> _CONSEGNA DELL'ESERCIZIO_: Riduci a un elenco puntato più sintetico il paragrafo dell'articolo sul quartiere Giuliano-Dalmata che comincia con «Eppure oggi, simili vicende», mantenendone i fatti principali.

> _ESTRATTO FORNITO_:
(ASI) Nel 2012 il quartiere Giuliano-Dalmata come convive con la sua memoria storica? La mia domanda le fa corrucciare il volto e sentenziare sicura: “Ma quale memoria, questo quartiere sta perdendo la propria identità”.
Come altri anziani abitanti che del quartiere Giuliano-Dalmata furono i pionieri, anche Marisa si sente ferita da un’indifferenza galoppante che sta sfregiando uno dei luoghi di Roma simbolo della storia italiana del novecento, spesso drammatica. Tuffarsi con lo sguardo nei suoi occhi profondi e neri significa ripercorrere l’avventura rocambolesca della sua famiglia, sfuggita alle foibe titine per un soffio, percepire il dolore dell’esilio, la fatica per ricostruire un pezzo della propria terra nella capitale della propria nazione, insieme ad altri 2.500 istriani e dalmati.
Eppure oggi, simili vicende che rappresentano uno spaccato importante della storia recente del nostro Paese, rischiano di venir fagocitate da un individualismo diffuso che sta lacerando il tessuto sociale. Ne è convinta Marisa, che mi parla di una sempre maggiore apatia che con il passare degli anni ha sciupato quasi del tutto quell’aria da paese che un tempo si respirava da queste parti. Ci si conosceva tutti e ci si aiutava, si stava spesso insieme per rivivere le proprie tradizioni o per far comprendere ai romani il dramma di questi connazionali del confine orientale. Poi sono affluiti i “nuovi”, testimoni delle multiformi identità di Roma, coloro i quali ormai rappresentano il 90 per cento degli abitanti del Giuliano-Dalmata. La loro presenza ha smembrato a poco a poco il motivo storico che sta all’origine della nascita di questo quartiere a ridosso della via Laurentina, non distante dall’Eur. “E’ desolante - sospira Guido, un altro abitante storico di origine istriana del quartiere - che molti residenti attuali non sappiano neanche il perché di questo nome; mi è capitato anni fa di ascoltare un giovane che si chiedeva chi fosse mai questo signor Giuliano Dalmata”.

> _MATERIALE FORNITO_:
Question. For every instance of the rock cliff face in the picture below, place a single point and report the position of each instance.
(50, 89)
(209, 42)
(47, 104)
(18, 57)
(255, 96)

> _RISPOSTA ALL'ESERCIZIO_:
- Vicende importanti per la storia recente del Paese rischiano di essere assorbite da un individualismo diffuso che lacera il tessuto sociale.
- Secondo Marisa, un'apatia crescente ha quasi cancellato l'aria da paese di un tempo.
- Un tempo gli abitanti si conoscevano tutti e si aiutavano. Stavano spesso insieme per rivivere le tradizioni o per far capire ai romani il dramma dei connazionali del confine orientale.
- Poi sono arrivati i "nuovi", che oggi sono il 90 per cento degli abitanti.
- La loro presenza ha smembrato gradualmente il motivo storico da cui è nato il quartiere, vicino alla via Laurentina e non lontano dall'Eur.
- Guido, abitante storico di origine istriana, trova desolante che molti residenti non conoscano il motivo del nome. Anni fa ha sentito un giovane chiedersi chi fosse "il signor Giuliano Dalmata".